**Stored dataset items**
☆ ☆ ☆

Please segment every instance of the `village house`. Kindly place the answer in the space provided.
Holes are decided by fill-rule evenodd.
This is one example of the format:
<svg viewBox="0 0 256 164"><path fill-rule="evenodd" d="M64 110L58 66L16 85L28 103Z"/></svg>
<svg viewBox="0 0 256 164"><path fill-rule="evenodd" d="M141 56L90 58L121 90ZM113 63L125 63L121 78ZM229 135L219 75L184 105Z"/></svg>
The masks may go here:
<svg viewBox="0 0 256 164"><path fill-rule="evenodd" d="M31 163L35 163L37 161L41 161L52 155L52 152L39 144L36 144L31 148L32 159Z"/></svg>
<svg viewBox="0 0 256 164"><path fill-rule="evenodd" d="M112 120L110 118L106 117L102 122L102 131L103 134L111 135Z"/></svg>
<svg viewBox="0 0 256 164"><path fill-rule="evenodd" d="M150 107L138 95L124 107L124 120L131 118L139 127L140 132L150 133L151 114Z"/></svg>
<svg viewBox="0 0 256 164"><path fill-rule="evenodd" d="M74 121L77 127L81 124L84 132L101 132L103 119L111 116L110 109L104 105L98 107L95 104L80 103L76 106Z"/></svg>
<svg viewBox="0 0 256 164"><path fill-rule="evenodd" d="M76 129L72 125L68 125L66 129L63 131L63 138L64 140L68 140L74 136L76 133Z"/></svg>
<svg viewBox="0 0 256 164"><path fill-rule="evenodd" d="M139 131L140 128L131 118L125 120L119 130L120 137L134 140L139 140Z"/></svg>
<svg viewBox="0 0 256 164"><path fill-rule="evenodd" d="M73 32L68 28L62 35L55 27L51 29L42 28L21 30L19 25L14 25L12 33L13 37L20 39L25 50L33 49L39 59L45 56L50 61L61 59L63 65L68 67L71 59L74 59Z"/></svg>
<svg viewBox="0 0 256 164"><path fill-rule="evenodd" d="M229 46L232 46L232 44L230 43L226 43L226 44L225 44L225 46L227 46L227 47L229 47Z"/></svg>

☆ ☆ ☆

**Instructions to follow**
Lay out the rows as a Markdown table with columns No. and Line. Start with the first line of the rows and end with the line containing "163L35 163L37 161L41", including both, and leave out any blank lines.

**Answer**
| No. | Line |
|---|---|
| 1 | Please segment every instance of the `village house`. Kindly place the answer in the space provided. |
| 2 | Holes are decided by fill-rule evenodd. |
| 3 | This is one example of the format: |
| 4 | <svg viewBox="0 0 256 164"><path fill-rule="evenodd" d="M64 110L58 66L16 85L28 103Z"/></svg> |
| 5 | <svg viewBox="0 0 256 164"><path fill-rule="evenodd" d="M141 56L90 58L121 90ZM113 63L125 63L121 78ZM229 135L219 75L184 105Z"/></svg> |
| 6 | The masks may go here: |
| 7 | <svg viewBox="0 0 256 164"><path fill-rule="evenodd" d="M31 163L35 163L37 161L41 161L52 155L52 152L39 144L36 144L31 148L32 159Z"/></svg> |